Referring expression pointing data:
■ ■ ■ ■ ■ ■ ■

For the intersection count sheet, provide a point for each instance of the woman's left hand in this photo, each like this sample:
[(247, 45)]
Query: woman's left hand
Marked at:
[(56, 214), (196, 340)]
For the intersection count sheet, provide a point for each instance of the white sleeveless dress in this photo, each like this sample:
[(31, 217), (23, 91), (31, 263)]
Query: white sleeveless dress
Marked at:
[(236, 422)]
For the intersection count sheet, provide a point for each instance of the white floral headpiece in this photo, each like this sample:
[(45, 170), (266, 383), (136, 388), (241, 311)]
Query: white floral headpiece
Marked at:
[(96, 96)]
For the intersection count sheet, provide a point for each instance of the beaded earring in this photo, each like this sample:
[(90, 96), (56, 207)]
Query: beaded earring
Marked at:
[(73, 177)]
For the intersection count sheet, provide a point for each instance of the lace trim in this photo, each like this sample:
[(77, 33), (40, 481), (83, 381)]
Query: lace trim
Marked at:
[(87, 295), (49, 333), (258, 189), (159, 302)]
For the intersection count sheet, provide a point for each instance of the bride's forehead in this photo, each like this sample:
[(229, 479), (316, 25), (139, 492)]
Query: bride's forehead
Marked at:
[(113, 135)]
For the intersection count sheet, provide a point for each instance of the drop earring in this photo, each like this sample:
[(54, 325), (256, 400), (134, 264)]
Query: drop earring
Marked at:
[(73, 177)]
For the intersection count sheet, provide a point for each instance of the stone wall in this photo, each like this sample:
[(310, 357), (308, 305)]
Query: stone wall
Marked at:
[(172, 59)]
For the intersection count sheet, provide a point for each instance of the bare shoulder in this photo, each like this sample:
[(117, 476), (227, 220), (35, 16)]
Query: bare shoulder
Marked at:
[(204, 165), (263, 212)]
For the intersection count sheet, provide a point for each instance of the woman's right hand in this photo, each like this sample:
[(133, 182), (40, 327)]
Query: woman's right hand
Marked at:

■ ■ ■ ■ ■ ■ ■

Each line of the data must be retyped exactly as written.

ANSWER SECTION:
For the intersection count sheet, provide a point for each instance of the woman's left hand in this photo, each like this sample:
[(247, 45)]
Query: woman's left hand
Marked at:
[(56, 214), (196, 340)]
For the intersection count sheet, provide a point for each instance of the white sleeveless dress in this photo, each like this sample:
[(31, 217), (23, 91), (31, 263)]
Query: white sleeveless dress
Marked at:
[(236, 422)]
For the intersection count sheet, provide a point for each instance of the white floral headpiece in this photo, each like this sample:
[(45, 170), (266, 383), (136, 388), (241, 311)]
Query: white floral headpiece
Marked at:
[(96, 96)]
For the intersection count sheet, provide a point for each instance of the beaded earring in this photo, each like this sample:
[(90, 96), (56, 207)]
Query: beaded earring
Marked at:
[(73, 177)]
For the intersection count sheet, provide a point for each instance of the lace trim in this photo, each like this sample:
[(77, 33), (40, 481), (83, 381)]
Query: lace trim
Marked at:
[(87, 295), (49, 333), (258, 189), (159, 302)]
For the intersection count sheet, provide a point for each instance of the bride's forehead in this photo, each like this sample:
[(229, 479), (316, 25), (139, 492)]
Query: bride's forehead
Marked at:
[(113, 135)]
For the intersection count sheet, provide a point for each instance of the drop earring in this photo, each like this sample:
[(54, 325), (256, 400), (134, 264)]
Query: drop earring
Marked at:
[(73, 177)]
For the intersection count sheet, provide a point for each instance of the stone wall in this photo, each like this sample:
[(310, 357), (308, 305)]
Query: stone wall
Marked at:
[(172, 59)]
For the intersection count sheet, provide a point for each instance of the bare shoulder in this photo, each like this sample:
[(117, 476), (227, 220), (35, 16)]
Query: bare shoulder
Marked at:
[(204, 165), (263, 212)]
For the intersection count sheet, provide a point for each instance of the woman's right hand in this photo, each like this sample:
[(133, 182), (40, 327)]
Query: woman's right hand
Marked at:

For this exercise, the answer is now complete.